>> Begin

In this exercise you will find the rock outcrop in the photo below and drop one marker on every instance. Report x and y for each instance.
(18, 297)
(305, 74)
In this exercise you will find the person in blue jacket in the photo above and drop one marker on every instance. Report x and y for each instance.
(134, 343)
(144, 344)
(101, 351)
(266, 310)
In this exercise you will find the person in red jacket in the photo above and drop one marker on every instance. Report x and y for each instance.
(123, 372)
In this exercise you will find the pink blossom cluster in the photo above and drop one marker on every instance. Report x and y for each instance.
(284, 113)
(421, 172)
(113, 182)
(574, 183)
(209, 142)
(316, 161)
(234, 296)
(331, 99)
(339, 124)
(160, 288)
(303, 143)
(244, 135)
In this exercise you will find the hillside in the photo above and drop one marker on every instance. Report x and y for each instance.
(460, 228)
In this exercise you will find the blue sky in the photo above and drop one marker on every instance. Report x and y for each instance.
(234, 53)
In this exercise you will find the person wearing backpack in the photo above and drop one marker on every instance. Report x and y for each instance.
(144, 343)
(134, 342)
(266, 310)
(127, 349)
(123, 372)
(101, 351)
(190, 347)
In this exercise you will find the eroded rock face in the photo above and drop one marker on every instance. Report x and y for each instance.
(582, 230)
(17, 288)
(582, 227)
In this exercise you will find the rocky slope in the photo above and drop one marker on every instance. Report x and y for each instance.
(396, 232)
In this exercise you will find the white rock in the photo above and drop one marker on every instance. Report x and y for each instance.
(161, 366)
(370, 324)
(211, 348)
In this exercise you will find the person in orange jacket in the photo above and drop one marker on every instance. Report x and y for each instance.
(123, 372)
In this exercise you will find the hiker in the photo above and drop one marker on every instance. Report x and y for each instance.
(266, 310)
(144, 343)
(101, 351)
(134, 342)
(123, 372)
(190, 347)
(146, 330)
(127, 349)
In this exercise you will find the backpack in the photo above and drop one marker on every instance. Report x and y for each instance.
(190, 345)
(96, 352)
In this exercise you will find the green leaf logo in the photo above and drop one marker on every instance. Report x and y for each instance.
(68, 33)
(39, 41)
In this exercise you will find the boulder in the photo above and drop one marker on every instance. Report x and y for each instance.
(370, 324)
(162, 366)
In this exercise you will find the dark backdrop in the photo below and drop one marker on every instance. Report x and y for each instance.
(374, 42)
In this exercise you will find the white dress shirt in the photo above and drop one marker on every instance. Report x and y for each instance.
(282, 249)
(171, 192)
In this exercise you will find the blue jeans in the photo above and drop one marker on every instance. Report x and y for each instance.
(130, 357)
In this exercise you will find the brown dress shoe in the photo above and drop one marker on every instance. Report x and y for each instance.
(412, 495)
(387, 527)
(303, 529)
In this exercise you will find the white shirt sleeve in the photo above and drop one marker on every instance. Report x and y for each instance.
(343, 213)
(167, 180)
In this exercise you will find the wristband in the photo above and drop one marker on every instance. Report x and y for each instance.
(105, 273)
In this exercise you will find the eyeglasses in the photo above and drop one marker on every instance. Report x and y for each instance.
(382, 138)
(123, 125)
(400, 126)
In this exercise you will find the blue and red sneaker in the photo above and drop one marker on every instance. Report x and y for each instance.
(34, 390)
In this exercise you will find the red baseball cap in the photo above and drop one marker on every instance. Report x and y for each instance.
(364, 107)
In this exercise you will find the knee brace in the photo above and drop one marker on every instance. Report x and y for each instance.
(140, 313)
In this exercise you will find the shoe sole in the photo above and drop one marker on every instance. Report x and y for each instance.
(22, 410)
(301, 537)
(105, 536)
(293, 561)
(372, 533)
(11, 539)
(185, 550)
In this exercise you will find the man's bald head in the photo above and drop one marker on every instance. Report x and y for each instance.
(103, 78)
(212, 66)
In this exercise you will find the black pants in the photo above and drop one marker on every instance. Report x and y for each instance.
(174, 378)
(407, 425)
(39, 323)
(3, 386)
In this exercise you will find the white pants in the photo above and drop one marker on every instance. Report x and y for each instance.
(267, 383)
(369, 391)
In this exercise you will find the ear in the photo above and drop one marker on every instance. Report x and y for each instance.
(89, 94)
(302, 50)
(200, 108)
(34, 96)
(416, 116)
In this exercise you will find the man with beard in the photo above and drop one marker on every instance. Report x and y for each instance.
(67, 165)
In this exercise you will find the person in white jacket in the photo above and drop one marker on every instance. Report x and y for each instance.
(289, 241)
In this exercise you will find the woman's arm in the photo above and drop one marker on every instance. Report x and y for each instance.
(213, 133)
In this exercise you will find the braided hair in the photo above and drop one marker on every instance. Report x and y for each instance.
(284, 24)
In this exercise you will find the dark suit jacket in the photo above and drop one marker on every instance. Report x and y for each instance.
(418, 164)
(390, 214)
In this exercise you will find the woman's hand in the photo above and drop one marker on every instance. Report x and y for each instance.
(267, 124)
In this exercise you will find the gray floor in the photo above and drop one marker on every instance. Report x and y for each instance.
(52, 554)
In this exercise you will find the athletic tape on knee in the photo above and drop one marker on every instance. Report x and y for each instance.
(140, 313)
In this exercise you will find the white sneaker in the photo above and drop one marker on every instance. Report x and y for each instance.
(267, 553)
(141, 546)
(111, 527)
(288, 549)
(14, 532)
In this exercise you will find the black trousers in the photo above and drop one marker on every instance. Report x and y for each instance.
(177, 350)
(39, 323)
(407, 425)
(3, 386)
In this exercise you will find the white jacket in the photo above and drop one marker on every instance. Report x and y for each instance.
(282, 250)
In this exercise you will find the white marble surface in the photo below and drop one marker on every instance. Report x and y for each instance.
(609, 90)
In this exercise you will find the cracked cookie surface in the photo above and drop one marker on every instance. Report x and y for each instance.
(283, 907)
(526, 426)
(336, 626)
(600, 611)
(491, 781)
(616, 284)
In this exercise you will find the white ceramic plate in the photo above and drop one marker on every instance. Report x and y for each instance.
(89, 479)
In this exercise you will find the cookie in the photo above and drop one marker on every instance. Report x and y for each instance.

>> End

-- EXERCISE DESCRIPTION --
Type out the material again exactly as presented.

-- FINAL ANSWER --
In this exercise you will find the rock outcrop in the photo below and drop one marker on every instance. Report x and y for each instance.
(18, 297)
(305, 74)
In this exercise you will find the person in blue jacket in the photo above and drop one marker on every instance. Report x and y for each instance.
(134, 343)
(144, 344)
(101, 351)
(266, 310)
In this exercise you will find the person in red jacket in the photo above and drop one marker on every instance. Report x and y for each instance.
(123, 372)
In this exercise you will find the pink blossom cluster in the photo above and drop one marker on every instance. Report x and y for each instance.
(284, 113)
(421, 172)
(113, 182)
(574, 183)
(209, 142)
(316, 161)
(234, 296)
(331, 99)
(339, 124)
(160, 288)
(303, 143)
(244, 135)
In this exercise you will find the hillside in the photo above and drop one marker on every instance. Report x and y for each instance.
(460, 228)
In this exercise you will find the blue sky in the photo above and drop one marker on every instance. Report x and y for each instance.
(234, 53)
In this exercise you will find the person wearing backpack in the photo above and drop one marker on every instance. Report x and y for each instance.
(144, 343)
(134, 342)
(266, 310)
(127, 349)
(123, 372)
(101, 351)
(190, 347)
In this exercise you will find the eroded rock face in the photo above and drop one marker on every instance. Report x and y for each instance.
(582, 230)
(17, 288)
(582, 227)
In this exercise you will find the rocky slope in the photo above and drop one marker on every instance. Report x and y for each instance.
(396, 232)
In this exercise you will find the white rock in the photo above and drop one marker on every instance. Report x and y for each instance.
(161, 366)
(370, 324)
(211, 348)
In this exercise you will find the person in orange jacket in the photo above and drop one marker on every instance. Report x and y for each instance.
(123, 372)
In this exercise you will find the hiker in the photo above and drop one marker on every instance. Report x and y for each instance.
(266, 310)
(144, 343)
(101, 351)
(134, 342)
(123, 372)
(190, 347)
(146, 330)
(127, 349)
In this exercise you will find the backpack in the photo above and drop one marker on every instance. Report x and y for each instance.
(190, 345)
(96, 352)
In this exercise you will find the green leaf logo in the photo above and drop one marker on every instance. Report x and y for each instance.
(68, 33)
(39, 41)
In this exercise you will find the boulder in the photo above and drop one marker on every instance. Report x and y for each instance.
(370, 324)
(162, 366)
In this exercise you will find the dark backdrop in the photo below and drop one marker on every instance. Report x and y for each instance.
(374, 42)
In this exercise you will find the white dress shirt in the photo above and drop one marker on every instance. Report x and y for each instance.
(282, 249)
(171, 192)
In this exercise you will find the blue jeans in the photo above and drop one marker on every instance. Report x and y for each instance.
(130, 357)
In this exercise you will find the brown dress shoe in the photo above and drop one marker on every instance. Report x and y for each instance.
(412, 495)
(387, 527)
(303, 529)
In this exercise you will find the white shirt sleeve in the photo above and drop one marker on every instance. Report x and y for each instance.
(343, 213)
(167, 180)
In this exercise you will find the wristband in the photo above and drop one marker on every instance. Report x and y for each instance.
(105, 273)
In this exercise you will find the eyeglasses in the photo above and drop one marker on every instance. Report x and y for each instance.
(382, 138)
(123, 125)
(400, 126)
In this exercise you will find the blue and red sneaker in the photo above and drop one marker on every instance. Report x and y for each instance.
(34, 390)
In this exercise you will find the red baseball cap in the photo above and drop one marker on every instance. Report x and y for each instance.
(364, 107)
In this exercise you will find the knee brace in the photo above and drop one marker on every instance. Report x and y for each instance.
(140, 313)
In this exercise you will find the shoe sole in the photo above and drop one marker on every instance. Report x and y for each instance.
(22, 410)
(301, 537)
(105, 536)
(293, 561)
(372, 533)
(11, 539)
(185, 550)
In this exercise you will find the man's bald head in the photo above and drop one marker on every instance. Report x and y for each instance.
(103, 78)
(212, 66)
In this exercise you will find the black pants in the photo above and drop one marker on every instance. Report x and y for each instance.
(174, 378)
(407, 425)
(39, 323)
(3, 386)
In this exercise you will find the white pants in the photo above and drop one marker on every instance. Report x and y for each instance.
(267, 383)
(369, 391)
In this exercise you will find the ear in the photo above and drop one marker on every instance. Report x and y for each instance.
(89, 94)
(302, 50)
(200, 108)
(34, 96)
(416, 116)
In this exercise you will find the man with beard in the photo above and drop one marker on every instance. Report x and y for each instance.
(67, 165)
In this exercise you will find the person in white jacket in the photo above and drop one marker on every instance. Report x and y for each instance.
(289, 241)
In this exercise you will find the woman's arm in the photo above and drop one marker on every instance. Report x and y for each instance.
(213, 133)
In this exercise you will find the braided hair in the photo above and drop one marker on every instance. Report x and y for each instance.
(284, 24)
In this exercise you will find the dark suit jacket in the photo above and drop one marker on every instance. Report x and y for each instance.
(418, 164)
(390, 214)
In this exercise you will find the woman's hand in the photo above and drop one marker on every instance. Report x and y for each instance.
(267, 124)
In this exercise you will find the gray floor in the photo above and drop one marker on every instance. Report x and y for each instance.
(52, 554)
In this exercise you will find the athletic tape on knee in the photo above and drop one marker on every instance. Report x and y for each instance.
(140, 313)
In this exercise you will find the white sneaker in the photo above and drop one marker on every instance. Report x and y for each instance.
(267, 553)
(141, 546)
(111, 527)
(288, 549)
(14, 532)
In this exercise you will find the black trousers in the photo above and drop one marker on every instance. Report x and y for each instance.
(177, 350)
(39, 323)
(407, 425)
(3, 386)
In this exercise you will find the white jacket in the photo above and drop one marker on every instance. Report x and y for each instance.
(282, 250)
In this exercise you will find the white marble surface in the photo below and drop one marker on every instance. Report x and y for each instance.
(609, 90)
In this exercise you will find the cracked cookie surface in the photo above and drop one marker on every instance. Report x and y for each instance.
(283, 907)
(526, 426)
(336, 626)
(600, 611)
(491, 781)
(616, 284)
In this exercise you will find the white ceramic plate in the photo above and drop one marker on every instance. Report x and y for each instance.
(89, 479)
In this exercise you will find the cookie in the photo above and drop one marker on every instance. Report x and y for each instance.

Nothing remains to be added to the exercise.